(Collection entries)
=== Begin Enclosure ===
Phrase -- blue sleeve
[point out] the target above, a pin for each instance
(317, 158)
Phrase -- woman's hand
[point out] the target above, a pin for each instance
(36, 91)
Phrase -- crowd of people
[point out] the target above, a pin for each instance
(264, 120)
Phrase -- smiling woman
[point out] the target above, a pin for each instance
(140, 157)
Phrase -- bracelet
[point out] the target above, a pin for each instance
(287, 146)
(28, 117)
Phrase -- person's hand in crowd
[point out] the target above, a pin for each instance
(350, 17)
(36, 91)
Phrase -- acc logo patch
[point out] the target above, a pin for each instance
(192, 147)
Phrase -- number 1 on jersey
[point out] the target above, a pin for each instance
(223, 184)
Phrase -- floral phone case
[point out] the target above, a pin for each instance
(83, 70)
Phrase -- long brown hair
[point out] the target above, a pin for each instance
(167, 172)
=== End Enclosure ===
▶ TASK OBJECTIVE
All entries above are to be repeated verbatim, down to the last line.

▶ WORKED SOLUTION
Phrase -- blue sleeve
[point out] the target above, a pin for each instance
(317, 158)
Phrase -- woman's hand
[point out] the target above, a pin for each instance
(36, 91)
Phrase -- crowd of people
[point out] the target above, a pin for each instance
(264, 120)
Phrase -- smiling woman
[point out] the target above, a pin for each instance
(140, 157)
Phrase -- bracelet
[point out] the target above, a pin for each instance
(287, 146)
(28, 117)
Phrase -- person's hand in crowd
[point out] the target above, a pin for each instance
(350, 17)
(36, 91)
Phrase -- acc logo patch
[point out] the target above, a pin for each instance
(192, 147)
Phrase -- number 1 on jersey
[point out] the target above, a pin for each instance
(223, 184)
Phrase -- floral phone case
[point out] the target above, a pin for each instance
(83, 70)
Phrase -- long brown hair
[point out] the target above, a pin for each instance
(167, 172)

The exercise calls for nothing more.